=== Required task ===
Copy out the following records line for line with no changes.

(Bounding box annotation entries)
+===+
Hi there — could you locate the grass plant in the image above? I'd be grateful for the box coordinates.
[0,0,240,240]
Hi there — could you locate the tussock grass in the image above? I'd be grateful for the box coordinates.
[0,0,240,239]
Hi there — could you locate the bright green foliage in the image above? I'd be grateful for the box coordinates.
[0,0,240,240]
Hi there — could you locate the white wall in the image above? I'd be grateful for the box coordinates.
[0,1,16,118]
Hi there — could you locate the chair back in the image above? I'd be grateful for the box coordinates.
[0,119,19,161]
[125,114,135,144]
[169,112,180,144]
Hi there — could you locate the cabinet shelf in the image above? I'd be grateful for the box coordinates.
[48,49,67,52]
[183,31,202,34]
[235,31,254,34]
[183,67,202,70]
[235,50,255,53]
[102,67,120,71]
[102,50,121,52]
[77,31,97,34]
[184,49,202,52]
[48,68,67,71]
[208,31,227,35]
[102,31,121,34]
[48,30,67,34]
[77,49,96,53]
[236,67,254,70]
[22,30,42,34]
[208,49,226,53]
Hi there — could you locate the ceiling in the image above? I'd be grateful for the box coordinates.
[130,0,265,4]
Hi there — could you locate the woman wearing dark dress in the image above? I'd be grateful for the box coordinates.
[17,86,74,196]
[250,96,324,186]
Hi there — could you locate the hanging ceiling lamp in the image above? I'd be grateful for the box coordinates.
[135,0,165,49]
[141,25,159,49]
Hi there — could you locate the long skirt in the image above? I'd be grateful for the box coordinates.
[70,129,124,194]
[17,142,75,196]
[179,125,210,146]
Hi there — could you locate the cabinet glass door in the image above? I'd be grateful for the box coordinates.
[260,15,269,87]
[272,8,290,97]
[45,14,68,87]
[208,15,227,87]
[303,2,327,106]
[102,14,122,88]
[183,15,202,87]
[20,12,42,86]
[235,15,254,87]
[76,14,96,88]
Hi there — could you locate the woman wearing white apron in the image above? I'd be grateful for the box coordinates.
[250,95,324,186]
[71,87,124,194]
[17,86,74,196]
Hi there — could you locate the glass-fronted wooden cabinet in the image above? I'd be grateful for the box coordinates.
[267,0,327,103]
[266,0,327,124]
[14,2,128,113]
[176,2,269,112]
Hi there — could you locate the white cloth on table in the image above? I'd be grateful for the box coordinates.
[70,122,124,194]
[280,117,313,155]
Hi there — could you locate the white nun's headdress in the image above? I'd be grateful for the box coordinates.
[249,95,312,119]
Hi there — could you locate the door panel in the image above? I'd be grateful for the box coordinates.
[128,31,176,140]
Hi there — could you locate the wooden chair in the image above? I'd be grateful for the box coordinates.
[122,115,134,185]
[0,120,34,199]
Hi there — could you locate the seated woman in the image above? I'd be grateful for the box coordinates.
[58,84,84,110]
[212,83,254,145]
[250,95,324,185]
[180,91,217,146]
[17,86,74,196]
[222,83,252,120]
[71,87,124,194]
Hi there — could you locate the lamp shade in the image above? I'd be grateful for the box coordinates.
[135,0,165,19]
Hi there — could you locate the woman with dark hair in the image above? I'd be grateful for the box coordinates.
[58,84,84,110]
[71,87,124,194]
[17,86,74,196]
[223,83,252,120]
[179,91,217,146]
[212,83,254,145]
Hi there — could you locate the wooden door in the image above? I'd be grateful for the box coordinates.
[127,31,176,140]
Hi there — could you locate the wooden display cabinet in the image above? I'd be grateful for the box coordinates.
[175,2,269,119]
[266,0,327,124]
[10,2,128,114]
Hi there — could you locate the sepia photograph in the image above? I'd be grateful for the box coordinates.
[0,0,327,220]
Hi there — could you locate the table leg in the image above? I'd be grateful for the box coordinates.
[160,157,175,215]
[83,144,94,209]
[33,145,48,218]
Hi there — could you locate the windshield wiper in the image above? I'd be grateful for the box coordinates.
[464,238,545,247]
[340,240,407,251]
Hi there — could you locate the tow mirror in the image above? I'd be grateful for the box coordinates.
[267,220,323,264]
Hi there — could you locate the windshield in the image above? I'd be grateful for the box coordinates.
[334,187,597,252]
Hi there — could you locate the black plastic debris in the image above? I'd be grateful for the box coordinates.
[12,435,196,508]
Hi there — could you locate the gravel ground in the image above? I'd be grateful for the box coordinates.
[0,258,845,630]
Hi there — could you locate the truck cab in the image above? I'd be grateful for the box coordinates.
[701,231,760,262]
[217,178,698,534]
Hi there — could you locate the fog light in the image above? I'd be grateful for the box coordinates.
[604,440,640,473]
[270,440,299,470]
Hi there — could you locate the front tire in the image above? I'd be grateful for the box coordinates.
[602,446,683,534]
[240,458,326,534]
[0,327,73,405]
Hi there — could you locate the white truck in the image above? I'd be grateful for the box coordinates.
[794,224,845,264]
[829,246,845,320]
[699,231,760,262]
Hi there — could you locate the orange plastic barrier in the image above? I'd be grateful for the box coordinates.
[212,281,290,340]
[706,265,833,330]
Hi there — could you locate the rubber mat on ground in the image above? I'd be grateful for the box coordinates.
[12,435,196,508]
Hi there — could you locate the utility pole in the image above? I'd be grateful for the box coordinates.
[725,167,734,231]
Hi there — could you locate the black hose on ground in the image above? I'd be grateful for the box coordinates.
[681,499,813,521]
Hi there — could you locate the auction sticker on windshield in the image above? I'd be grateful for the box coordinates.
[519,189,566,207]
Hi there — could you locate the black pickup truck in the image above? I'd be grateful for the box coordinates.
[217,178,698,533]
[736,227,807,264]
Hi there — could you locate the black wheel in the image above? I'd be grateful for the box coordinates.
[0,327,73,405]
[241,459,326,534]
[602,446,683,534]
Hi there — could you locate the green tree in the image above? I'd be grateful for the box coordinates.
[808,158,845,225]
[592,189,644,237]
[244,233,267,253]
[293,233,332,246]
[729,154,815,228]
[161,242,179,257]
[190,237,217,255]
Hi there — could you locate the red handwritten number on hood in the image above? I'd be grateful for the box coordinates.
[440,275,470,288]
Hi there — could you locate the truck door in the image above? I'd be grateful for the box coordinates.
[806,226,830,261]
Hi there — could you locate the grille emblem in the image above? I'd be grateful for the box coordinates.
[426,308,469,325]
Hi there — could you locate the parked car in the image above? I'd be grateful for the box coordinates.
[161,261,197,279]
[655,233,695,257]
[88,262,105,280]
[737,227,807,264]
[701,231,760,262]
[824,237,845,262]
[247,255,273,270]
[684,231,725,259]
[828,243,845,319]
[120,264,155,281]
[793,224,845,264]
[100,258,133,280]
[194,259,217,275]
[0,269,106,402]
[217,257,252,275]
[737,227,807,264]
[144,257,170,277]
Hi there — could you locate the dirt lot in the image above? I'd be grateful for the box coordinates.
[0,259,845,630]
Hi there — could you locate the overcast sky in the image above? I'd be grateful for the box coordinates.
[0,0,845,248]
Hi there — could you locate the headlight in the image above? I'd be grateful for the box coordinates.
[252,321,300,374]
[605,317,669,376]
+===+
=== Output ===
Hi there — could you locate the grass plant in the image above? I'd be grateful for the box coordinates.
[0,0,240,240]
Hi there — could you locate the tussock grass in the image above? I'd be grateful for the box coordinates.
[0,0,240,239]
Hi there — could you locate the bright green foliage in the image above? I'd be grateful for the box coordinates.
[0,0,240,240]
Hi there — could you locate the white wall in the image above? I'd be grateful for the box coordinates.
[0,1,16,118]
Hi there — could you locate the chair back in the image above? I'd be grateful for the box coordinates.
[0,119,19,161]
[125,114,135,144]
[169,112,180,144]
Hi there — could you locate the cabinet shelf in the image above? I'd be grateful for the box coordinates.
[48,49,67,52]
[183,31,202,34]
[235,31,254,34]
[183,67,202,70]
[235,50,255,53]
[102,67,120,71]
[102,50,121,52]
[77,31,97,34]
[184,49,202,52]
[48,68,67,71]
[208,31,227,35]
[102,31,121,34]
[48,30,67,34]
[77,49,96,53]
[236,67,254,70]
[22,30,42,34]
[208,49,226,53]
Hi there — could you locate the ceiling in the image above? I'd be grateful for the box coordinates.
[130,0,265,4]
Hi there — could you locate the woman wearing dark dress in the image above? I'd be grateful for the box coordinates.
[17,86,74,196]
[250,96,324,186]
Hi there — could you locate the hanging ceiling lamp in the image above? I'd be grateful for the box coordinates.
[135,0,165,49]
[141,25,159,49]
Hi there — could you locate the long skirt in the image above? I'd be grateful for the box coordinates.
[70,129,124,194]
[17,142,75,196]
[179,125,210,146]
Hi there — could you locate the cabinet glass door in the image above? I'd be grateful for the box coordinates.
[260,15,269,87]
[272,8,290,97]
[45,14,68,87]
[208,15,227,87]
[303,2,327,106]
[102,14,122,88]
[183,15,202,87]
[20,12,42,86]
[235,15,254,87]
[76,14,96,88]
Hi there — could you locate the woman wearing white apron in the image above? I'd be grateful for the box coordinates.
[250,95,324,186]
[71,87,124,194]
[17,86,74,196]
Hi there — could you locate the glass-fronted wooden cabinet in the image above? I'd be grateful for the box coordinates.
[267,0,327,103]
[266,0,327,124]
[14,2,128,113]
[176,2,269,112]
Hi there — could you locate the white cloth on table in the image above? I'd be grateful for the box coordinates.
[70,122,124,194]
[280,117,313,155]
Hi there — could you locate the white nun's headdress in the image above? I'd be grateful for the box coordinates.
[249,95,312,119]
Hi there — could you locate the door panel in the image above? I'd be grateful for the box coordinates.
[128,31,176,140]
Hi there — could you locate the wooden chair in the image above? I'd be grateful for the box coordinates.
[122,115,134,185]
[0,120,34,199]
Hi there — could you locate the seated woman in the image above? I'd be grateful for the box coordinates.
[58,84,84,110]
[212,83,254,145]
[250,95,324,185]
[180,91,217,146]
[17,86,74,196]
[222,83,252,120]
[71,87,124,194]
Hi there — could you locate the lamp shade in the image above? I'd be grateful for the box coordinates.
[135,0,165,19]
Hi there — could you locate the woman with dark hair in the image above? I'd be grateful for the box coordinates.
[58,84,84,110]
[71,87,124,194]
[17,86,74,196]
[223,83,252,120]
[179,91,217,146]
[212,83,254,145]
Hi there — could you locate the wooden door in the image above? I'd be grateful for the box coordinates.
[127,31,176,140]
Hi there — could you locate the wooden display cabinet in the image above? I'd be grateful for the box coordinates.
[175,2,269,119]
[266,0,327,124]
[10,2,128,114]
Hi there — could you locate the sepia photograph in the image above? I'd be grateful for the box coordinates.
[0,0,327,220]
Hi there — could you locate the table leg in the image above? I'd be grateful for the box coordinates.
[160,157,175,215]
[83,144,94,209]
[33,145,48,218]
Hi there — could you locate the windshield wiper in the image above? I'd be grateful for the box coordinates.
[464,238,545,247]
[340,240,407,251]
Hi there — could you locate the tow mirror in the image above? I'd be grateful for the box coordinates.
[267,220,323,264]
Hi there — could you locate the windshield in the image above? I'd be grateful for the box coordinates.
[334,187,597,252]
Hi there — could you locate the black plastic debris in the image above? I'd be grateful for the box coordinates.
[12,435,196,508]
Hi there — could you locate the gravel ground in the image above? I'd be grateful for the box coordinates.
[0,258,845,630]
Hi there — could you locate the truck cab in the image above? I'd be grateful for the box coordinates.
[701,231,760,262]
[217,178,698,534]
Hi there — could you locate the fog light in the image above? I'd be grateful for the box coordinates.
[604,440,640,473]
[270,440,299,470]
Hi there — could you locate the front tire in the image above? I'd be grateful for the box coordinates.
[602,446,683,534]
[240,458,326,534]
[0,327,73,405]
Hi there — could you locate the white truck in the image above? I'd be grateful for the box coordinates.
[794,224,845,264]
[829,246,845,320]
[699,231,760,262]
Hi there — could you locate the orange plastic barrier in the image above? I'd be grateful for the box coordinates.
[212,281,290,340]
[706,265,833,330]
Hi there — could you locate the rubber mat on ground in the image above? I'd be grateful for the box coordinates.
[12,435,196,508]
Hi there — could you locate the utility pole in the image above? I'd be grateful for the box coordinates.
[725,167,734,231]
Hi there — could you locate the black hose on ground in the image above? I'd be grateful for the box coordinates.
[681,499,813,521]
Hi there — could you locate the auction sticker on windshield in the image above? I'd be grateful for the box coordinates.
[519,189,566,207]
Hi there — could you locate the black pickup truck in the image above? I'd be grateful for the box coordinates.
[217,178,698,533]
[736,227,807,264]
Hi there — could you locate the black wheel in the image above? I'd be grateful for the box coordinates.
[0,327,73,405]
[241,459,326,534]
[602,446,683,534]
Hi there — could you locate the green tree in the image above? I'd be grateful for the box coordinates.
[808,158,845,225]
[592,189,644,237]
[244,233,267,253]
[293,233,332,246]
[729,154,815,228]
[161,242,179,257]
[190,237,217,255]
Hi there — could you locate the red handwritten number on hood in the image above? I'd be grateful for the box coordinates.
[440,275,470,288]
Hi there — could you locate the truck door in the image above? I'd be grateful for the box coordinates.
[806,226,830,261]
Hi there — could you locate the grille emblem in the image above? I'd be grateful for the box coordinates.
[426,308,469,325]
Hi there — could you locate the parked car in the image above? I'd be grateful for the box coordinates.
[161,261,197,279]
[655,233,695,257]
[88,262,105,280]
[737,227,807,264]
[701,231,760,262]
[824,237,845,262]
[247,255,273,270]
[684,231,725,259]
[828,243,845,319]
[120,264,155,281]
[793,224,845,264]
[100,258,133,280]
[194,259,217,275]
[0,269,106,402]
[217,257,252,275]
[737,227,807,264]
[144,257,170,277]
Hi there — could you locate the dirt lot in the image above? I'd be grateful for the box coordinates.
[0,259,845,630]
Hi there — could you locate the overcast sky in the image above? I'd be grateful for the box coordinates.
[0,0,845,248]
Hi there — could you locate the headlight in the image above? I'd be grateful for the box coordinates.
[252,321,300,374]
[605,317,669,376]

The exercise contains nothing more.